▸ Quoted passage:

First evaluate the integral. I use the generating function for squares of Laguerre polynomials ($I_0$ the modified Bessel function):

$$ \sum_{n=0}^{\infty}L_{n}(x)^2 z^n = \frac{1}{1-z} \exp\left(-\frac{2 x z}{1-z}\right) I_{0}\left(\frac{2 x \sqrt{z}}{1-z}\right) $$

for $|z|<1$ (All the formulas I use, one can find it in e.g. Gradshteyn and Ryzhik.)

This gives for the integral

$$ T_{n} = \int_{0}^{\infty} dx \sqrt{x} e^{-x} L_{n}(x)^2 = [z^n] \frac{1}{1-z} \int_{0}^{\infty} dx \sqrt{x} \exp\left(-x \frac{1+z}{1-z}\right) I_{0}\left(x \frac{2 \sqrt{z}}{1-z}\right) $$

$[z^n]$ means, as usual, "take the coefficient of $z^n$ in the (formal) power expansion in $z$ of the following expression".

The integral can be evaluated (it is in Gradshteyn and Ryzhik) and the result is

$$ T_{n} = [z^n] \frac{\sqrt{\pi}}{2} (1-z)^{-1} P_{1/2}\left(\frac{1+z}{1-z}\right) $$

with $P_{1/2}(x)$ the Legendre Function.

Expanding the Legendre function and the prefactor in powers of $z$ gives for the coefficient of $[z^n]$

$$ T_{n} = \frac{1}{8\sqrt{\pi}}\sum_{m=0}^{n}\frac{\Gamma\left(m-\frac{1}{2}\right) (2(n-m)+1)!}{4^{n-m} m!^2 (n-m)!^2} $$

Now I was lazy and asked Mathematica to simplify, which gives

$$ T_{n}= \frac{\Gamma(n + \frac{3}{2})}{\Gamma(n+1)} {_3}F_{2}\left(-\frac{1}{2},-\frac{1}{2},-n;1,-\frac{1}{2}-n;1\right) $$

with the generalized hypergeometric function ${_3}F_{2}$ evaluated at $1$.

▸ Given instruction 1: Which reference does the Laguerre integral derivation give as the source for all the formulas it uses?
▸ Given instruction 2: Continue the Laguerre integral derivation from where it stops.

▸ Material:

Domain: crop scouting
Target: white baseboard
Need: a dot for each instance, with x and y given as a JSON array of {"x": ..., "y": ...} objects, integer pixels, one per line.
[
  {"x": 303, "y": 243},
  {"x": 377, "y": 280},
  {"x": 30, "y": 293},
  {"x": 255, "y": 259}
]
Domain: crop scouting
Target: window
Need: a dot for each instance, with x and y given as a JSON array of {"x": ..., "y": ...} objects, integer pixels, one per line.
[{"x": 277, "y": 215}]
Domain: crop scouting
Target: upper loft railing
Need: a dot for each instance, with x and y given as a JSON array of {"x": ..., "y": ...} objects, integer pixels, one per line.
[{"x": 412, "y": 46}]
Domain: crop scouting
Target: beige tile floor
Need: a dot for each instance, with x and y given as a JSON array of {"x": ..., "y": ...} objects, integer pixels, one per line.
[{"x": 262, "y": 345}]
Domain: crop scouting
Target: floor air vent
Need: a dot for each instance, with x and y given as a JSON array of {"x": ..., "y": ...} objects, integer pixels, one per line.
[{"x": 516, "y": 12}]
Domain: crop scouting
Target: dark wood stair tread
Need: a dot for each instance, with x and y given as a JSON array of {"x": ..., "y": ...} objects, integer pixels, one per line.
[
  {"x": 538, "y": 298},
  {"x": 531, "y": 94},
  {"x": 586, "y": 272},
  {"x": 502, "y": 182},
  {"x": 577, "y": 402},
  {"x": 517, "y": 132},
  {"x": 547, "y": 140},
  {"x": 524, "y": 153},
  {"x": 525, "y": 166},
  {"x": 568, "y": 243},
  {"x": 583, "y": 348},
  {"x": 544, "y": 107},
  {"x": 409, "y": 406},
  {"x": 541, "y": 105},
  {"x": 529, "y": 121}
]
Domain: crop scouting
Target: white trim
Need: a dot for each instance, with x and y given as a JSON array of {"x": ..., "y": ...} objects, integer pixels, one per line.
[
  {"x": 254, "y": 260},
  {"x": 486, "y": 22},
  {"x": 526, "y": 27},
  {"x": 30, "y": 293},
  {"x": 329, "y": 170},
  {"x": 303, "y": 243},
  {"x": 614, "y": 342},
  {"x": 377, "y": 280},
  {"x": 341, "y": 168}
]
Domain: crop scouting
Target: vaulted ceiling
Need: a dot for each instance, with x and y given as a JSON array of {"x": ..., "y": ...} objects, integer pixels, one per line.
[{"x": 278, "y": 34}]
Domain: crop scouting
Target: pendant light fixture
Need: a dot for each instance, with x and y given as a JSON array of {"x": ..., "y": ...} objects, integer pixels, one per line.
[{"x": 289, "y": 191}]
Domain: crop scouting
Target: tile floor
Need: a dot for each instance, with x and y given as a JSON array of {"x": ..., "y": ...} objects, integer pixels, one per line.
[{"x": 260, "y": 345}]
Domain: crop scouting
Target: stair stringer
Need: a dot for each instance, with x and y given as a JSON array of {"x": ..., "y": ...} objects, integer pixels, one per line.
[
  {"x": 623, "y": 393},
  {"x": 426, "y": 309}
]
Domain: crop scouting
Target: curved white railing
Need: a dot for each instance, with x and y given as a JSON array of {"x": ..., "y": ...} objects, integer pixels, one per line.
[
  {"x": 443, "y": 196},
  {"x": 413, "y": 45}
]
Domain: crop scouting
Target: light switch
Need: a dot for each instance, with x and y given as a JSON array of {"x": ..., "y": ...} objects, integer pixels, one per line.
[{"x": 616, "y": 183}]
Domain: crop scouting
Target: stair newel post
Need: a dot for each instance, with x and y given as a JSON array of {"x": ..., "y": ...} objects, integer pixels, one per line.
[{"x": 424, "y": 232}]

▸ Final result 1: Gradshteyn and Ryzhik.

▸ Final result 2:
With the exact solution at hands we are almost done. We observe that the sum defining the hypergeometric function

$$ {_3}F_{2}\left(-\frac{1}{2},-\frac{1}{2},-n;1,-\frac{1}{2}-n;1\right) =\sum_{m=0}^{\infty} \frac{\left(-\frac{1}{2}\right)_{m}^{2}(-n)_m}{m!^2 \left(-n-\frac{1}{2}\right)_{m} } $$

has only positive terms (the minus signs in the Pochhammer symbols $(-n)_m$ and $(-n-\frac{1}{2})_m$ cancel.). We get a lower bound by taking only the first two expansion terms of ${_3}F_{2}$ and the well known estimate for the Gamma functions in front

$$ \frac{\Gamma(n + \frac{3}{2})}{\Gamma(n+1)} \geq n^{1/2} $$

and find

$$ T_{n} \geq n^{1/2} \left(1+\frac{n}{2(n+1)}\right) $$

which is larger than $\sqrt{n+1}$ for $n\geq 2$.

Btw, the asymptotic ($n\rightarrow \infty$) value of $T_n$ is

$$ T_{n}\sim \frac{4}{\pi} n^{1/2} $$

I am pretty sure that the calculation can be done more elegantly, but had not the time to dig deeper.

Edit: With the same trick one finds more generally:

$$ \int_{0}^{\infty} dx \, x^{\nu} e^{-x} L_{n}(x)^2 = \frac{\Gamma(n+\nu+1)}{\Gamma(n+1)} {_3}F_{2}\left(-n,-\nu,-\nu;1,-n-\nu;1\right) = n^{\nu} {_2}F_{1}(-\nu,-\nu;1;1)) (1+ O(n^{-1})) $$ The last term simplifies to: $$ \frac{\Gamma(n+\nu+1)}{\Gamma(n+1)} \frac{\Gamma(2 \nu +1)}{\Gamma(\nu+1)^2} (1+ O(n^{-1})) $$

for $\nu > 0$.

Edit: After some massaging with Mathematica I could determine the coefficient of $n^{-1}$ in the above expansion: $$ \frac{\Gamma(n+\nu+1)}{\Gamma(n+1)} {_3}F_{2}\left(-n,-\nu,-\nu;1,-n-\nu;1\right) = n^{\nu} {_2}F_{1}(-\nu,-\nu;1;1)) (1 + \frac{\nu}{2 n} + O(n^{-1-2 \nu})) $$ The determination of the next order coefficient as well as the exact exponent is rather cumbersome. One could do better than $O(n^{-1-2 \nu})$.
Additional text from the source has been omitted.